Tarefas a fazer:
(a) Diga se cada afirmação abaixo está de acordo com a discussão sobre o Gentoo: (i) kuru instalou o rp-pppoe depois de colocar o arquivo compactado em /usr/portage/distfiles/; (ii) pilla explica na própria discussão como otimizar o sistema para o Athlon AMD; (iii) pilla indica uma thread no fórum Installing Gentoo para quem usa o "su". Para cada uma, responda sim ou não e cite literalmente as palavras do texto que decidem.
(b) Reúna todas as linhas da listagem que contêm a palavra "with", levando em conta a diferença entre maiúsculas e minúsculas.

Trecho do texto:
================
Tem a vantagem de mostrar apenas um url por ficheiro, em vez de mostrar o que está indicado na ebuild e todos os mirrors de Gentoo que podem estar especificados.

----------

## kuru

Pessoal, pesso desculpas se pareci com muita preça , consegui instalar o rp-pppoe, so tive que colocar compactado em /usr/portage/distfiles/  que deu certo, eu estava colocando descompactado.

Configurei a adsl-setup, so que nao achei a pasta etc//rc.d/rc.inet1.conf , para deixar o ip da placa pegar automaticamente o ip do modem.

pois sem essa alteracao ele nao consegue conectar.......

Voces poderiam me dizer onde fica o rc.inet1.conf no gentoo?????

----------

## kuru

Pessoal ja consegui localizar, fica em etc/conf.d/net, o problema agora e que nao estou conseguindo passar para root, para digitar o adsl-start, ele diz que nao tenho permissao, coloco a senha que entro como root na inicializacao do sistema e entro, mas passar para root nao consigo, sera que e problema do gentoo(vidalinux)????

----------

## pilla

Se estiveres usando o "su", tem uma thread stick no forum Installing Gentoo.

----------

## kuru

ok pessoal, ja estou navegando com o gentoo, gostaria de saber agora se basta eu dar um emerge  sync e depois um emerge world, para atualizar , e como faco para otimizar para o, Athlon AMD, ja que nao sei se o instalador do vidalinux, otimizou na instalacao....

----------

## pilla

Na página do Gentoo tem ótimos documentos sobre isso. Não sei quanto ao vidalinux. 

Quando tiveres perguntas mais específicas podes começar outra thread. 

Locked.

----------
================
Registros do conjunto:
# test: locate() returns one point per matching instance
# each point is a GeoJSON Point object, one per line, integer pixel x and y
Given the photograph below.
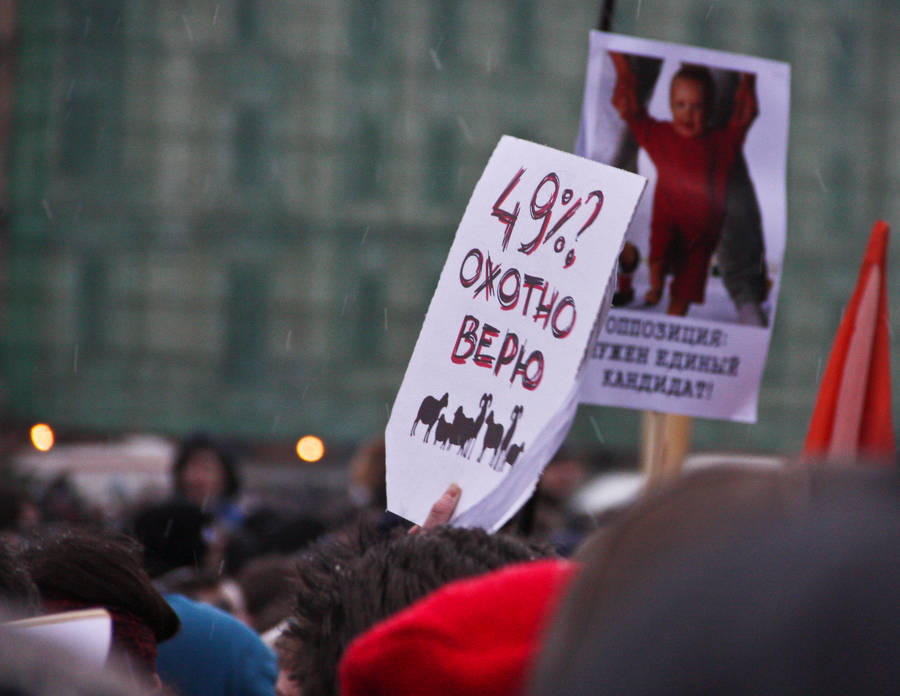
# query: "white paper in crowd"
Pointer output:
{"type": "Point", "coordinates": [708, 363]}
{"type": "Point", "coordinates": [493, 382]}
{"type": "Point", "coordinates": [85, 634]}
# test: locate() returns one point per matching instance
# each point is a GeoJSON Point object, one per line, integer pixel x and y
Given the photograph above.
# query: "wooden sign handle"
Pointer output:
{"type": "Point", "coordinates": [665, 440]}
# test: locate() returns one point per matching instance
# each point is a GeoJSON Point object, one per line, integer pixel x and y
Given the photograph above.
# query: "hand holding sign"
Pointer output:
{"type": "Point", "coordinates": [492, 384]}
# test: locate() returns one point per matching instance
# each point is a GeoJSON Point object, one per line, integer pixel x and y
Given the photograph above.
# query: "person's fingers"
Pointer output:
{"type": "Point", "coordinates": [442, 510]}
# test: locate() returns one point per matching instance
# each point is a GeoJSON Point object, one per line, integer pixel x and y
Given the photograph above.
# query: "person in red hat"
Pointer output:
{"type": "Point", "coordinates": [473, 637]}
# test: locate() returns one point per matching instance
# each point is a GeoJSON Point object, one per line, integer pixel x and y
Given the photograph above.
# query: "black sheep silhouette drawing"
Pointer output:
{"type": "Point", "coordinates": [428, 413]}
{"type": "Point", "coordinates": [468, 436]}
{"type": "Point", "coordinates": [497, 460]}
{"type": "Point", "coordinates": [442, 432]}
{"type": "Point", "coordinates": [512, 454]}
{"type": "Point", "coordinates": [493, 435]}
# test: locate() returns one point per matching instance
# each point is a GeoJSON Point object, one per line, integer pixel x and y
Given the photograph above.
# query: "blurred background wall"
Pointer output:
{"type": "Point", "coordinates": [231, 215]}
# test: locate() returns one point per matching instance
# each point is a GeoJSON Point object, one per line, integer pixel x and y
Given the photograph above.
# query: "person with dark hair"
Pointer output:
{"type": "Point", "coordinates": [205, 472]}
{"type": "Point", "coordinates": [345, 587]}
{"type": "Point", "coordinates": [18, 592]}
{"type": "Point", "coordinates": [32, 667]}
{"type": "Point", "coordinates": [471, 637]}
{"type": "Point", "coordinates": [172, 535]}
{"type": "Point", "coordinates": [77, 569]}
{"type": "Point", "coordinates": [738, 582]}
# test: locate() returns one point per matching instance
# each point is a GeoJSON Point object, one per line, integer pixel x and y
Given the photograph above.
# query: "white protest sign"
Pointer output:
{"type": "Point", "coordinates": [709, 234]}
{"type": "Point", "coordinates": [493, 382]}
{"type": "Point", "coordinates": [86, 633]}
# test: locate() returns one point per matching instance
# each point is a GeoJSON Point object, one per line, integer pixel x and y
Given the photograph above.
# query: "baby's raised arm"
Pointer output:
{"type": "Point", "coordinates": [746, 106]}
{"type": "Point", "coordinates": [624, 97]}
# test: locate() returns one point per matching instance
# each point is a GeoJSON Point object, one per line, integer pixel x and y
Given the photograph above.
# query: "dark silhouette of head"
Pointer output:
{"type": "Point", "coordinates": [345, 587]}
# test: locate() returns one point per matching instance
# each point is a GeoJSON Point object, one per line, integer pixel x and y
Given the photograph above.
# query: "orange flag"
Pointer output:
{"type": "Point", "coordinates": [852, 417]}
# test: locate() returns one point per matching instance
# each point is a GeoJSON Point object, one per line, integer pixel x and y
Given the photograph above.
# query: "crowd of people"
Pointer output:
{"type": "Point", "coordinates": [730, 579]}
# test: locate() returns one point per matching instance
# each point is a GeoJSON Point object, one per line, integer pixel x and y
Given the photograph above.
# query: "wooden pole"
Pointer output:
{"type": "Point", "coordinates": [665, 437]}
{"type": "Point", "coordinates": [665, 440]}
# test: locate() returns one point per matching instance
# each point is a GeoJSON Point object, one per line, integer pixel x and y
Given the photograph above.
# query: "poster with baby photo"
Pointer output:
{"type": "Point", "coordinates": [698, 276]}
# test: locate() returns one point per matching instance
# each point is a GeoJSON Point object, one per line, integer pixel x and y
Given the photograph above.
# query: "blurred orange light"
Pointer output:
{"type": "Point", "coordinates": [310, 448]}
{"type": "Point", "coordinates": [42, 437]}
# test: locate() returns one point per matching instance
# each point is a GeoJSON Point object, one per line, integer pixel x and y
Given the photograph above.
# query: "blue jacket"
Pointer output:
{"type": "Point", "coordinates": [214, 654]}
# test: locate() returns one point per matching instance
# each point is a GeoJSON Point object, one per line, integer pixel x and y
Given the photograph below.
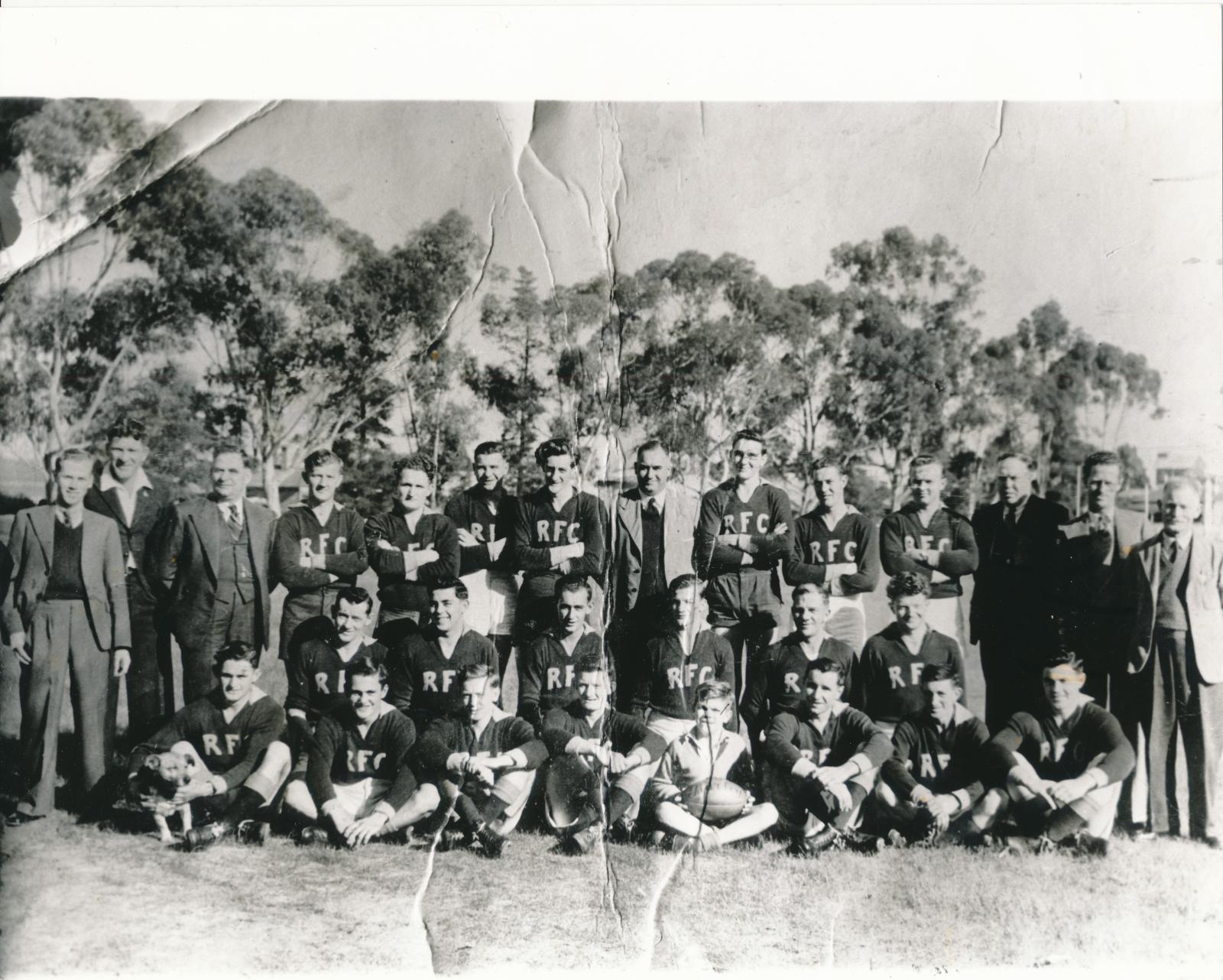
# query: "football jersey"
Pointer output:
{"type": "Point", "coordinates": [777, 682]}
{"type": "Point", "coordinates": [948, 533]}
{"type": "Point", "coordinates": [547, 677]}
{"type": "Point", "coordinates": [670, 680]}
{"type": "Point", "coordinates": [1063, 750]}
{"type": "Point", "coordinates": [766, 515]}
{"type": "Point", "coordinates": [943, 760]}
{"type": "Point", "coordinates": [423, 682]}
{"type": "Point", "coordinates": [340, 755]}
{"type": "Point", "coordinates": [540, 527]}
{"type": "Point", "coordinates": [317, 680]}
{"type": "Point", "coordinates": [433, 530]}
{"type": "Point", "coordinates": [848, 735]}
{"type": "Point", "coordinates": [232, 749]}
{"type": "Point", "coordinates": [853, 540]}
{"type": "Point", "coordinates": [887, 680]}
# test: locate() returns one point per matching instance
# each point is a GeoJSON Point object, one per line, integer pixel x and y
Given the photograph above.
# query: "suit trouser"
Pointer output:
{"type": "Point", "coordinates": [61, 644]}
{"type": "Point", "coordinates": [232, 619]}
{"type": "Point", "coordinates": [1182, 700]}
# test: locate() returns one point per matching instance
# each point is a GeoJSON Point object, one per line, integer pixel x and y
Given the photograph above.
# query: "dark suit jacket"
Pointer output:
{"type": "Point", "coordinates": [151, 507]}
{"type": "Point", "coordinates": [1018, 592]}
{"type": "Point", "coordinates": [183, 553]}
{"type": "Point", "coordinates": [32, 542]}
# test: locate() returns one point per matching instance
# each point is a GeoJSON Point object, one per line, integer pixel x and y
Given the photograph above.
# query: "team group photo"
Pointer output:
{"type": "Point", "coordinates": [613, 547]}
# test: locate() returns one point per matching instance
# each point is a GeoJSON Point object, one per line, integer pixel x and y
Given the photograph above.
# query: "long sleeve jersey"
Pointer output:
{"type": "Point", "coordinates": [887, 678]}
{"type": "Point", "coordinates": [317, 680]}
{"type": "Point", "coordinates": [1090, 738]}
{"type": "Point", "coordinates": [853, 540]}
{"type": "Point", "coordinates": [540, 527]}
{"type": "Point", "coordinates": [342, 755]}
{"type": "Point", "coordinates": [342, 542]}
{"type": "Point", "coordinates": [395, 590]}
{"type": "Point", "coordinates": [948, 533]}
{"type": "Point", "coordinates": [766, 517]}
{"type": "Point", "coordinates": [547, 677]}
{"type": "Point", "coordinates": [670, 678]}
{"type": "Point", "coordinates": [777, 680]}
{"type": "Point", "coordinates": [943, 760]}
{"type": "Point", "coordinates": [232, 749]}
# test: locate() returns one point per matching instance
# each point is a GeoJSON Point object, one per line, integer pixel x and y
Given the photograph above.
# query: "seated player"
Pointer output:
{"type": "Point", "coordinates": [707, 751]}
{"type": "Point", "coordinates": [485, 765]}
{"type": "Point", "coordinates": [358, 777]}
{"type": "Point", "coordinates": [317, 668]}
{"type": "Point", "coordinates": [423, 667]}
{"type": "Point", "coordinates": [931, 782]}
{"type": "Point", "coordinates": [234, 735]}
{"type": "Point", "coordinates": [678, 661]}
{"type": "Point", "coordinates": [822, 764]}
{"type": "Point", "coordinates": [887, 680]}
{"type": "Point", "coordinates": [1057, 772]}
{"type": "Point", "coordinates": [618, 749]}
{"type": "Point", "coordinates": [547, 676]}
{"type": "Point", "coordinates": [776, 683]}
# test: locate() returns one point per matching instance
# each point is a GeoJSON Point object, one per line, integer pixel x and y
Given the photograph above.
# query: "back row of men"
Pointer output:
{"type": "Point", "coordinates": [1143, 615]}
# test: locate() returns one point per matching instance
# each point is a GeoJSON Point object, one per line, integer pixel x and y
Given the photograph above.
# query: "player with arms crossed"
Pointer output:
{"type": "Point", "coordinates": [933, 541]}
{"type": "Point", "coordinates": [318, 550]}
{"type": "Point", "coordinates": [743, 535]}
{"type": "Point", "coordinates": [360, 777]}
{"type": "Point", "coordinates": [485, 515]}
{"type": "Point", "coordinates": [822, 764]}
{"type": "Point", "coordinates": [599, 762]}
{"type": "Point", "coordinates": [697, 790]}
{"type": "Point", "coordinates": [837, 548]}
{"type": "Point", "coordinates": [560, 530]}
{"type": "Point", "coordinates": [547, 676]}
{"type": "Point", "coordinates": [931, 782]}
{"type": "Point", "coordinates": [1058, 771]}
{"type": "Point", "coordinates": [485, 765]}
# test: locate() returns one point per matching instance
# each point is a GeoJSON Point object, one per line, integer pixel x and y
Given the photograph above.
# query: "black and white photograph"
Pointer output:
{"type": "Point", "coordinates": [474, 534]}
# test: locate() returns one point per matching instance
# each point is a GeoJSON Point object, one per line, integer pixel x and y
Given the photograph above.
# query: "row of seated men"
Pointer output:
{"type": "Point", "coordinates": [377, 741]}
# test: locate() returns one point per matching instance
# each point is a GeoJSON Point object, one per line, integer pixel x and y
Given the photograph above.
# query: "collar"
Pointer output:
{"type": "Point", "coordinates": [107, 481]}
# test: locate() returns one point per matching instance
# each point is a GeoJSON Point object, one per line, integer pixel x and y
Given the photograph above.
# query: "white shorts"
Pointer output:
{"type": "Point", "coordinates": [360, 799]}
{"type": "Point", "coordinates": [492, 599]}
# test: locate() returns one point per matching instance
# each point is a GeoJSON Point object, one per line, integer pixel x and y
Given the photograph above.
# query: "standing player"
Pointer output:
{"type": "Point", "coordinates": [410, 548]}
{"type": "Point", "coordinates": [1058, 770]}
{"type": "Point", "coordinates": [933, 541]}
{"type": "Point", "coordinates": [837, 548]}
{"type": "Point", "coordinates": [887, 680]}
{"type": "Point", "coordinates": [560, 530]}
{"type": "Point", "coordinates": [318, 551]}
{"type": "Point", "coordinates": [486, 764]}
{"type": "Point", "coordinates": [707, 751]}
{"type": "Point", "coordinates": [678, 662]}
{"type": "Point", "coordinates": [933, 782]}
{"type": "Point", "coordinates": [547, 677]}
{"type": "Point", "coordinates": [778, 683]}
{"type": "Point", "coordinates": [423, 667]}
{"type": "Point", "coordinates": [821, 765]}
{"type": "Point", "coordinates": [744, 534]}
{"type": "Point", "coordinates": [618, 751]}
{"type": "Point", "coordinates": [485, 515]}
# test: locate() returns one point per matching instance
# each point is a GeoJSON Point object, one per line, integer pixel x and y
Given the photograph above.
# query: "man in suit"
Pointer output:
{"type": "Point", "coordinates": [1176, 658]}
{"type": "Point", "coordinates": [1012, 615]}
{"type": "Point", "coordinates": [1094, 605]}
{"type": "Point", "coordinates": [67, 612]}
{"type": "Point", "coordinates": [212, 556]}
{"type": "Point", "coordinates": [652, 545]}
{"type": "Point", "coordinates": [125, 493]}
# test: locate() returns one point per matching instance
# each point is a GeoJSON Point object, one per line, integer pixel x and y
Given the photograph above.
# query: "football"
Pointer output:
{"type": "Point", "coordinates": [715, 800]}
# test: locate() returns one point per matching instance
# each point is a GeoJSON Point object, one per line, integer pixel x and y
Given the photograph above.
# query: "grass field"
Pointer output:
{"type": "Point", "coordinates": [79, 900]}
================
Resultados das tarefas:
(a)
(i) Sim: "consegui instalar o rp-pppoe, so tive que colocar compactado em /usr/portage/distfiles/"
(ii) Não: "Na página do Gentoo tem ótimos documentos sobre isso."
(iii) Sim: "Se estiveres usando o "su", tem uma thread stick no forum Installing Gentoo."

(b)
# query: "person with dark hair"
# query: "poster with baby photo"
# query: "player with arms crossed"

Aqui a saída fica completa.